• _Actions to take_:
A. From the court opinion excerpt on attorneys' fees, reproduce word for word the passage starting with "Before addressing the" and going on through "P. 54(d)(2)(C) (2007).".
B. Name every case cited in the court opinion excerpt on attorneys' fees.

• _Text shown_:
# # # # # # #

The attorneys' fees claimed by Defendant relates to the period from October 16, 2006 to December 19, 2007. Defendant seeks an additional Three Thousand, Two Hundred Sixty-Eight Dollars and twenty-five cents ($3,268.25) for fees incurred through and until January 14, 2007.
Before addressing the amount to which Defendant may be entitled, the Court first turns to resolve the threshold issue of liability. See FED. R. CIV. P. 54(d)(2)(C) (2007).
I. PLAINTIFFS' OBLIGATION TO PAY DEFENDANT'S FEES
Absent statutory authorization or contractual agreement, parties to a lawsuit remain responsible for their attorneys' fees. Lee v. Investors Title Co., 241 S.W.3d 366, 367, 368 (Mo.Ct.App. 2007). See Turner v. Shalberg, 70 S.W.3d 653, 660 (Mo.Ct.App. 2002) ("If a contract authorizes the payment of attorney's fees in the enforcement of a contract provision, `the trial court must award them to the prevailing party.'") (quoting Howe v. ALD Servs., Inc., 941 S.W.2d 645, 652 (Mo.Ct.App. 1997)). Accord, e.g., Parks v. MBNA America Bank, 204 S.W.3d 305, 312 (Mo.Ct.App. 2006); Hoag v. McBride Son Inv. Co., Inc., 967 S.W.2d 157, 175 (Mo.Ct.App. 1998).

# # # # # # #

• _Excerpted data_:
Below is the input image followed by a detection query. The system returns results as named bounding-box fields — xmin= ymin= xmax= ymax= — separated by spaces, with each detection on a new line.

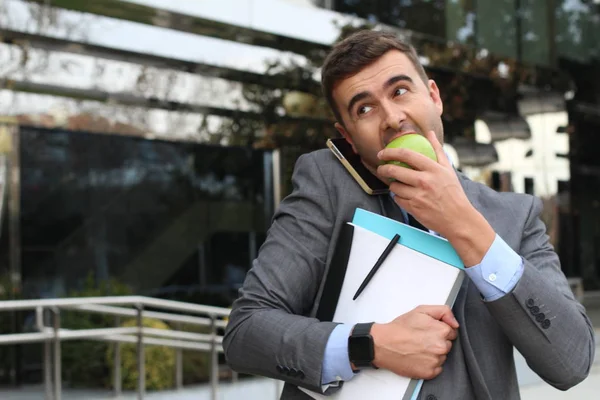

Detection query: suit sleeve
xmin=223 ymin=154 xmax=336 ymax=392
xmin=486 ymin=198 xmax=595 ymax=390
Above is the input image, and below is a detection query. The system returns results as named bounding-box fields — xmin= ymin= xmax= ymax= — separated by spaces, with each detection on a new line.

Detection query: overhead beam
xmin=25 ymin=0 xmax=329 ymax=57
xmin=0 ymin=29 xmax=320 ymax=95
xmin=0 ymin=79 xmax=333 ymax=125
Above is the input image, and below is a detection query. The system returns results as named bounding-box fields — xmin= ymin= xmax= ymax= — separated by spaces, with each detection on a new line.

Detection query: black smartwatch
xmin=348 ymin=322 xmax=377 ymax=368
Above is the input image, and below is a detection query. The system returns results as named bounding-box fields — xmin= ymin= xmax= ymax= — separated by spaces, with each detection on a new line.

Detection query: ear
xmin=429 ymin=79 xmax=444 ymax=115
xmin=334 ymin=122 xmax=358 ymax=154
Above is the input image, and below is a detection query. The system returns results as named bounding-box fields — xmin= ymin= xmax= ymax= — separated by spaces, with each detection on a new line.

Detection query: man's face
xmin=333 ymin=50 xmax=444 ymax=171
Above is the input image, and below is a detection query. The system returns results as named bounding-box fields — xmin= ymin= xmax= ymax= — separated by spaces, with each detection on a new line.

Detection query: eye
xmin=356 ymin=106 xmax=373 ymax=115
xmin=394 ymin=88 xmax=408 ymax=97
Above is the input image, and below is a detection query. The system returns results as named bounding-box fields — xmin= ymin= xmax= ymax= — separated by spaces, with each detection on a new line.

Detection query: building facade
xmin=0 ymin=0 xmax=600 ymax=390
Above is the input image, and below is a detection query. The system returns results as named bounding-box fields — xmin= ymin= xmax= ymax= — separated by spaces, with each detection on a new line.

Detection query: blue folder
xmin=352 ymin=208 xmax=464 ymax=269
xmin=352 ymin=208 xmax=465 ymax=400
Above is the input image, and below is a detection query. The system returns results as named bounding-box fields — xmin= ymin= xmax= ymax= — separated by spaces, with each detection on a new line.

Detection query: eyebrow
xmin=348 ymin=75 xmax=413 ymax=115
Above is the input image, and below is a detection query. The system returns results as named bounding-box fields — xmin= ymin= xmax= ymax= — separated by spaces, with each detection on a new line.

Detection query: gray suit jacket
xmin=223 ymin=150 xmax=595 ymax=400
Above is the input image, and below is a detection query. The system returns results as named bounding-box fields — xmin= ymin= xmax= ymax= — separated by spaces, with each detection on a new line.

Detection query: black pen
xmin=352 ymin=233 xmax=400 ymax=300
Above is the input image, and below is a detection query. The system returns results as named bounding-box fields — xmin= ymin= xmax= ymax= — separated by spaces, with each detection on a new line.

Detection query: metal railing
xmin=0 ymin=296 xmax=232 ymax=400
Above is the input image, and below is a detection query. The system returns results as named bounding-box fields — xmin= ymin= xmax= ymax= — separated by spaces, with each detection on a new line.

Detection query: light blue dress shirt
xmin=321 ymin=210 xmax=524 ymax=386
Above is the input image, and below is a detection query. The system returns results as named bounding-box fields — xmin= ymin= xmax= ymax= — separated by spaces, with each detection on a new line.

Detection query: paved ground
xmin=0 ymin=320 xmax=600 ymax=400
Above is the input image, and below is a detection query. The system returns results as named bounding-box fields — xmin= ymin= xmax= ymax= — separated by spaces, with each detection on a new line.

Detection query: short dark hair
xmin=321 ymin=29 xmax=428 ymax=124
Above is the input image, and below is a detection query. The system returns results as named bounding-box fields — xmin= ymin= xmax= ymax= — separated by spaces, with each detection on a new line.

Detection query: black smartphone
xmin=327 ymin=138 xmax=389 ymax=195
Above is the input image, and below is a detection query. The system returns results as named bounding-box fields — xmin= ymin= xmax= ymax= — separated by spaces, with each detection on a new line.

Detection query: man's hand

# # # # # # #

• _Results of the exercise_:
A.
Before addressing the amount to which Defendant may be entitled, the Court first turns to resolve the threshold issue of liability. See FED. R. CIV. P. 54(d)(2)(C) (2007).

B.
Lee v. Investors Title Co.
Turner v. Shalberg
Howe v. ALD Servs., Inc.
Parks v. MBNA America Bank
Hoag v. McBride Son Inv. Co., Inc.